### Brief
Show each line of the listing below that contains the string "lookup", copying every such line in full. Match case exactly.

### Available records
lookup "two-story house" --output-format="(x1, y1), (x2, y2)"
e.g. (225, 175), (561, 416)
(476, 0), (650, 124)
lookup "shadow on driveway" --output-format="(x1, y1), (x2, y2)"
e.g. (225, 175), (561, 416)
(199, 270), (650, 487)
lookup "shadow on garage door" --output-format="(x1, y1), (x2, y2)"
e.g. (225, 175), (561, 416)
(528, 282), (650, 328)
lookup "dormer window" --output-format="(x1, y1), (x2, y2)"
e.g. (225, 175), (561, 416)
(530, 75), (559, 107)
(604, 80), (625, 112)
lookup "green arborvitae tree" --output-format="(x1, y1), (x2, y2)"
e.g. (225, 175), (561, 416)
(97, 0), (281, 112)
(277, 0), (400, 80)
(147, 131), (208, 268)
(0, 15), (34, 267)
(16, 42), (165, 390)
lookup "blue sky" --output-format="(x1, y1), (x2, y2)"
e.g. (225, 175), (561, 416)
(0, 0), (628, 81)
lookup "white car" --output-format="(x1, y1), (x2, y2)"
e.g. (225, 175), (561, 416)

### Worked answer
lookup "two-story house" --output-format="(x1, y1), (x2, y2)"
lookup "shadow on driveway" --output-format="(x1, y1), (x2, y2)"
lookup "shadow on garage door" --output-format="(x1, y1), (x2, y2)"
lookup "dormer window" --output-format="(x1, y1), (x2, y2)"
lookup "green arborvitae tree" --output-format="(x1, y1), (x2, y2)"
lookup "blue sky" --output-format="(x1, y1), (x2, y2)"
lookup "white car" --output-format="(x1, y1), (x2, y2)"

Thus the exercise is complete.